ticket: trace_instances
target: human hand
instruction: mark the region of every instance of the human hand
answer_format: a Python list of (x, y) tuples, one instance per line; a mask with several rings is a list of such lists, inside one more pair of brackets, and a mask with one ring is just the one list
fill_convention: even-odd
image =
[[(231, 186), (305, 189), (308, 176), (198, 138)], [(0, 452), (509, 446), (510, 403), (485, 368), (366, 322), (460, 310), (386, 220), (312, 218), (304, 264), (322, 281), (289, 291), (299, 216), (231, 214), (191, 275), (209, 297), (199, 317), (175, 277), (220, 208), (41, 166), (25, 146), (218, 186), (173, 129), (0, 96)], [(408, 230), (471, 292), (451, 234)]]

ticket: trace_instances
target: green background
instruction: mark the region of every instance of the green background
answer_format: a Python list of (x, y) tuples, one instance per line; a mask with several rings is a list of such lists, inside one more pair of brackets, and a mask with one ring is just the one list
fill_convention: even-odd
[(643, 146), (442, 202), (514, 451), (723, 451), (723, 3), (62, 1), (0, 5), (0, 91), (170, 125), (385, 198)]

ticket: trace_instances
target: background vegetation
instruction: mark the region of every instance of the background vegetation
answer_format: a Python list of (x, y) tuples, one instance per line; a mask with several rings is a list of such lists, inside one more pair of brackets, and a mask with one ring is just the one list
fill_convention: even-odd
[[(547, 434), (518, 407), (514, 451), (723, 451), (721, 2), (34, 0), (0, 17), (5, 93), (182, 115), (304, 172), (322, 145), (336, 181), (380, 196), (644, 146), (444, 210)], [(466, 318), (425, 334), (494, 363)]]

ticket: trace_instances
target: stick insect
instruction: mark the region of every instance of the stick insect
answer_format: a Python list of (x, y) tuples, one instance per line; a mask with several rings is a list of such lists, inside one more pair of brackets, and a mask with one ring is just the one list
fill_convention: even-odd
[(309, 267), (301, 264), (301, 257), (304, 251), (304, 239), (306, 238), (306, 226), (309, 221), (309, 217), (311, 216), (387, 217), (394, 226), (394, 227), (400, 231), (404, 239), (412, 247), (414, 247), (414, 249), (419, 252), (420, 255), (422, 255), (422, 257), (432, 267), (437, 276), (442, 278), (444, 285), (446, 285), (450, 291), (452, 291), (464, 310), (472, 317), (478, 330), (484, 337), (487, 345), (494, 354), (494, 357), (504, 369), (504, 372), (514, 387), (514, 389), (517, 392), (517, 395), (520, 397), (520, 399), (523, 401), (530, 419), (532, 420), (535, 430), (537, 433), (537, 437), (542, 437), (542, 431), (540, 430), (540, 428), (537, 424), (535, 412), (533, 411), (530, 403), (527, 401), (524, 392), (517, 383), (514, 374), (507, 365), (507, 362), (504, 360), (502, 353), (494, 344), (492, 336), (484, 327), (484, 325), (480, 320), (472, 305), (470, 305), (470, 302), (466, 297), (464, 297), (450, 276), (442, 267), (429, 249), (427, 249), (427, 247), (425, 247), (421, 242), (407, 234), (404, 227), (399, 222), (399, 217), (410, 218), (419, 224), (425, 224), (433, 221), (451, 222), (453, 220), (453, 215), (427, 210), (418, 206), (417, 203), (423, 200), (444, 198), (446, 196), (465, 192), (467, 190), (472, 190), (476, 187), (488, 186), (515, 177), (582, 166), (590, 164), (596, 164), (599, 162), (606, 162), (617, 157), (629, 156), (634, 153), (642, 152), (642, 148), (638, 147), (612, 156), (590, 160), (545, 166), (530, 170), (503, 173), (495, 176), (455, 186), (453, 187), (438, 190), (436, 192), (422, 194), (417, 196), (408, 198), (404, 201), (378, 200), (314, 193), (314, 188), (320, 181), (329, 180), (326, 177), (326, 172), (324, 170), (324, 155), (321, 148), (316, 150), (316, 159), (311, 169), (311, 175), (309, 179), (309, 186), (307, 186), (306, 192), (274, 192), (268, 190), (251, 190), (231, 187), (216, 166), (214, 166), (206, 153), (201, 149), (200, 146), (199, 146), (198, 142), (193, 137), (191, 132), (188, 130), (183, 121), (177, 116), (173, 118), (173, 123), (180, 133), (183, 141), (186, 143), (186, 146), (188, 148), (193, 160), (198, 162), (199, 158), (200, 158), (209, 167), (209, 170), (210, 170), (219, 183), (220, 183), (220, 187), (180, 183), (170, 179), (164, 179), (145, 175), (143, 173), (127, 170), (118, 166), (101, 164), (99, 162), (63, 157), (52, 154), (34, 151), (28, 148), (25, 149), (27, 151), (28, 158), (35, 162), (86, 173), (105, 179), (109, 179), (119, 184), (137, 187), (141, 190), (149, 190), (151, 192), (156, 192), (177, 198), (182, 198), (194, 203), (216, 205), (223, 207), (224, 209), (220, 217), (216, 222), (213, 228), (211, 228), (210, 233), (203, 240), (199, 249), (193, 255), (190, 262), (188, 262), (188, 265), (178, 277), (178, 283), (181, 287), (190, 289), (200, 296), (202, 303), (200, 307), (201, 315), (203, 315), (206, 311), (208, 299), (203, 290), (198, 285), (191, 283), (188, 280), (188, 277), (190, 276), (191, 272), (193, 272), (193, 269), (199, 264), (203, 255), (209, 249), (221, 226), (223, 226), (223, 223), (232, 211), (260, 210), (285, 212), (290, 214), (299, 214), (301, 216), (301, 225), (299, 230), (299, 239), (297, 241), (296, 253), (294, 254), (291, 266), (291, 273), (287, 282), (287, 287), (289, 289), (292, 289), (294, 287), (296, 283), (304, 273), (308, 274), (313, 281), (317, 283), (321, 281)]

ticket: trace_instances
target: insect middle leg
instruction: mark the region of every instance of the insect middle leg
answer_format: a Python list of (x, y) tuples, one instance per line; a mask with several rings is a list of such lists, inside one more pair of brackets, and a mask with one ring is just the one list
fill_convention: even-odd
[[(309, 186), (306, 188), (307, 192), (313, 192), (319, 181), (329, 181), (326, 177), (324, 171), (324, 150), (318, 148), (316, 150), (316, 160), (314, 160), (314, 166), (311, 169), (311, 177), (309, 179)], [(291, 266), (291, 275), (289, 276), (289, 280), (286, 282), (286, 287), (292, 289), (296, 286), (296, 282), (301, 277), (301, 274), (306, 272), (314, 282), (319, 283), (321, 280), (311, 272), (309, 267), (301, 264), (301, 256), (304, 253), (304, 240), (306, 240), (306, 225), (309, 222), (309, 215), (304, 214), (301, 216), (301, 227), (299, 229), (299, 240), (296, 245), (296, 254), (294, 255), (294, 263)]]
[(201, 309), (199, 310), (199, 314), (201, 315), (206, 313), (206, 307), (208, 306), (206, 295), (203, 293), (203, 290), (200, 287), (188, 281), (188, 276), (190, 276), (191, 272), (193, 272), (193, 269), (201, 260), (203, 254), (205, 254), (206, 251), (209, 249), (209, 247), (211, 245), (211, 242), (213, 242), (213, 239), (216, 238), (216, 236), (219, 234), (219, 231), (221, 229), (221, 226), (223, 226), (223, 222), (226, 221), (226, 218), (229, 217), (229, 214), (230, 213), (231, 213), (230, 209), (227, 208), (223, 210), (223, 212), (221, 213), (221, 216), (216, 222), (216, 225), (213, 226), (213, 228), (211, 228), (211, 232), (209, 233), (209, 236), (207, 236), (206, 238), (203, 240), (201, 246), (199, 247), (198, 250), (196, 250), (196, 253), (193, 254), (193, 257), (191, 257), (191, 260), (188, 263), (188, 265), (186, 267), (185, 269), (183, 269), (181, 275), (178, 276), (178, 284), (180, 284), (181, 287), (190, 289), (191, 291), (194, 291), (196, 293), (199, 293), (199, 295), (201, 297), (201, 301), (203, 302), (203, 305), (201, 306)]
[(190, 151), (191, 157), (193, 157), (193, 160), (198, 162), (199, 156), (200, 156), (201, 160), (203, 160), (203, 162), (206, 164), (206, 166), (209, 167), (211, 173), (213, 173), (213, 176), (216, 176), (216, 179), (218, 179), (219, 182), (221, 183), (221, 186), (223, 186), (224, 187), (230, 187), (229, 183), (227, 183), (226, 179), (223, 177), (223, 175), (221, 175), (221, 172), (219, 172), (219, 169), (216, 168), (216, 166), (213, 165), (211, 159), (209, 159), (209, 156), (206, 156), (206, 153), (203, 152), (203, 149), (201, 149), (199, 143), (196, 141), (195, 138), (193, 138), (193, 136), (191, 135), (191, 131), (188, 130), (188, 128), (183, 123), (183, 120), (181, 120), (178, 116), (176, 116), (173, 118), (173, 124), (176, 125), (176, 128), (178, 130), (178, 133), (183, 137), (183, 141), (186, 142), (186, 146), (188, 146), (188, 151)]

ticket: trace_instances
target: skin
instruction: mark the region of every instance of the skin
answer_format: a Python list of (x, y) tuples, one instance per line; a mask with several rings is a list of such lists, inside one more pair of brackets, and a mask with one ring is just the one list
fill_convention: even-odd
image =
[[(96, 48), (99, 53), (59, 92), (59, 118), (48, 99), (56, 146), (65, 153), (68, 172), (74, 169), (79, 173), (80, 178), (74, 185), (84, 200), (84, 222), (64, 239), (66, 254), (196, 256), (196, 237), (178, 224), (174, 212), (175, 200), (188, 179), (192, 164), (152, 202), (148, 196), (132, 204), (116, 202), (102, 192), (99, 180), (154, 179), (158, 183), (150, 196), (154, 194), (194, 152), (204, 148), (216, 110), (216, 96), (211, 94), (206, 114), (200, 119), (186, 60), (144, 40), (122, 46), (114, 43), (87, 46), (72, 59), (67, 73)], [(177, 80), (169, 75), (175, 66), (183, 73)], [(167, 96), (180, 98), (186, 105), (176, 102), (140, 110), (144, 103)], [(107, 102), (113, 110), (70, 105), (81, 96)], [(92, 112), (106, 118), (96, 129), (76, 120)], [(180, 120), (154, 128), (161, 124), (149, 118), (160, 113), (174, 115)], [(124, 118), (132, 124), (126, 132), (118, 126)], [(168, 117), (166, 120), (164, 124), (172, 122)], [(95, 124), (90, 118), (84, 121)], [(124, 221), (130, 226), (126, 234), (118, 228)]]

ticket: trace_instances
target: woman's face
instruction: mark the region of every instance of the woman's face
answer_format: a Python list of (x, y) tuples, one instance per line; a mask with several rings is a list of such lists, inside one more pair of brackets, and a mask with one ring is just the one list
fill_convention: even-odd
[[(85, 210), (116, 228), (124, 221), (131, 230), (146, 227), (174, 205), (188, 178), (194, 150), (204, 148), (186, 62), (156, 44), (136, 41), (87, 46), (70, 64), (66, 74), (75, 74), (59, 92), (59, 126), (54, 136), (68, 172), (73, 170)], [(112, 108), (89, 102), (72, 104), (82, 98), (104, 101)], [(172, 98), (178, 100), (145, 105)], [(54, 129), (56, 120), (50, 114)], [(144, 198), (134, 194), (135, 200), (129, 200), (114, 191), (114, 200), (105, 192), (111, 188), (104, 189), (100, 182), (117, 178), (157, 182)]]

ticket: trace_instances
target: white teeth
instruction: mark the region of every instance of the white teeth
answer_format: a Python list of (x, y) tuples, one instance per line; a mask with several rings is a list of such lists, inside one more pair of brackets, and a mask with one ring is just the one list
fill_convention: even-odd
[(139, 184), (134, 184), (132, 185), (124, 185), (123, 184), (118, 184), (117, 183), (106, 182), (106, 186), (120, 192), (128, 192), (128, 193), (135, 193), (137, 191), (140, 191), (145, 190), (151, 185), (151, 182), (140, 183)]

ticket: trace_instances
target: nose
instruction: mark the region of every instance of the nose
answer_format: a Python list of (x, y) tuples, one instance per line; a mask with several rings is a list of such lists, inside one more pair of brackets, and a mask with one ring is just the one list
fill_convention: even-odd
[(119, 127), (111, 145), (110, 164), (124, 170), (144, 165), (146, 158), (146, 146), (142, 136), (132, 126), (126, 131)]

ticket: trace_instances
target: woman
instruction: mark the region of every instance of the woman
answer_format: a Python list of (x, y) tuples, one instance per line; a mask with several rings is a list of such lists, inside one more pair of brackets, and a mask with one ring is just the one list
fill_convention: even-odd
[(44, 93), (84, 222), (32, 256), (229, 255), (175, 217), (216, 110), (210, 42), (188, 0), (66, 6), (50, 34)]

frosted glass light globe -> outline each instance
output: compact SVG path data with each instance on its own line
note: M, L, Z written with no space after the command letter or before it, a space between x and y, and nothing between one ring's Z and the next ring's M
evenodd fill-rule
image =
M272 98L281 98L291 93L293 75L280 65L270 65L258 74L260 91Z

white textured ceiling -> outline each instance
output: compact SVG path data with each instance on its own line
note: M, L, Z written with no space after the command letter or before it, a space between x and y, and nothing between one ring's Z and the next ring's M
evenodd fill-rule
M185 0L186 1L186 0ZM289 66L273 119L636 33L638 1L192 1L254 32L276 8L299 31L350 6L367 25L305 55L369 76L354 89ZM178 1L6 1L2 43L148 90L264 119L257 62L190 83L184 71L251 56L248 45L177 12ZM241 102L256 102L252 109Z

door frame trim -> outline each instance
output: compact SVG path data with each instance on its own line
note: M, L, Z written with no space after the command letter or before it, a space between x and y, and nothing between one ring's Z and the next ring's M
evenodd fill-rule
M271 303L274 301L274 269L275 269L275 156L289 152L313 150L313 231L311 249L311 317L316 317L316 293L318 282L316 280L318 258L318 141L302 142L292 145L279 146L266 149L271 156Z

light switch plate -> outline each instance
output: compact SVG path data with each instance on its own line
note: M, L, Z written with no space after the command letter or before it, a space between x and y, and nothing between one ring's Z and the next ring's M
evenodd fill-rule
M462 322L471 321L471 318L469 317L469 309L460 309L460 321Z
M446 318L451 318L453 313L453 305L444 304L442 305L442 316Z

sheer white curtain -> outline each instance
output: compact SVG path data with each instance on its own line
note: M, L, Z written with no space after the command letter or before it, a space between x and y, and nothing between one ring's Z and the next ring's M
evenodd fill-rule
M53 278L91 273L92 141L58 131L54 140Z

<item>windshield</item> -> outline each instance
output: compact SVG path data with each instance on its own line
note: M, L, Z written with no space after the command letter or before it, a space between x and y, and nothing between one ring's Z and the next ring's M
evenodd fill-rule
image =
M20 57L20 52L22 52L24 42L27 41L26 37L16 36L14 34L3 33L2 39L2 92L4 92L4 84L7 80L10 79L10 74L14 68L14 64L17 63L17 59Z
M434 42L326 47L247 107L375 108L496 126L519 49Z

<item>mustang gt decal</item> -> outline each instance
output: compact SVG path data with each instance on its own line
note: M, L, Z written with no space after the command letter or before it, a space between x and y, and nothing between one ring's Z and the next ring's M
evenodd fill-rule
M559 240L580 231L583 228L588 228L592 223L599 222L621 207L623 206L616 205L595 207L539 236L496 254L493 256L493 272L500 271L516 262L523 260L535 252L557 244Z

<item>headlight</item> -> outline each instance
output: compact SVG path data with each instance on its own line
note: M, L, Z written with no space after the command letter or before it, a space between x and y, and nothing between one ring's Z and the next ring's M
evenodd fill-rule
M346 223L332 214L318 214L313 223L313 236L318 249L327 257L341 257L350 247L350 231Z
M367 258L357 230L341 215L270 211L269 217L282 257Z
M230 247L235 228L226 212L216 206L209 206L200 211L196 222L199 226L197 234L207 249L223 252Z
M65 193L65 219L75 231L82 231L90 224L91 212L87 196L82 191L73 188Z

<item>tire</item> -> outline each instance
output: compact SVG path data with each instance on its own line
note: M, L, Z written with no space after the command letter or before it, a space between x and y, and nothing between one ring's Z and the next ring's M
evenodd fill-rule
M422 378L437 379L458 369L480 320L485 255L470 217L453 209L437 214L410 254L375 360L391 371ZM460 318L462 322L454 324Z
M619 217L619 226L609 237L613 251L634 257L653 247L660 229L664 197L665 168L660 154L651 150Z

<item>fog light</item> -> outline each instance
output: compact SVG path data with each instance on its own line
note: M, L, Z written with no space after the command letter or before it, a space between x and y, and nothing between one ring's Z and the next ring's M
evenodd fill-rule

================================

> **EXERCISE PROMPT**: Copy everything from the start of the rows down to the line containing "292), (451, 234)]]", swapping "human hand" for "human fist" and leaving all else untouched. Give only those lines.

> **ANSWER TO THE PROBLEM**:
ticket: trace_instances
target: human fist
instruction: mark the region of every instance of the human fist
answer_format: a Python list of (x, y) tuples, one instance per line; a mask with several rings is a list of such lists, inside one more pair of brackets, and a mask with one ring is just the one list
fill_convention: even-odd
image =
[[(231, 186), (305, 189), (308, 176), (198, 138)], [(0, 452), (509, 446), (510, 403), (485, 368), (366, 322), (460, 310), (386, 220), (312, 218), (304, 264), (322, 281), (289, 291), (299, 216), (231, 214), (191, 275), (209, 297), (199, 317), (175, 277), (220, 208), (41, 166), (25, 146), (218, 186), (173, 129), (0, 96)], [(408, 230), (471, 292), (451, 234)]]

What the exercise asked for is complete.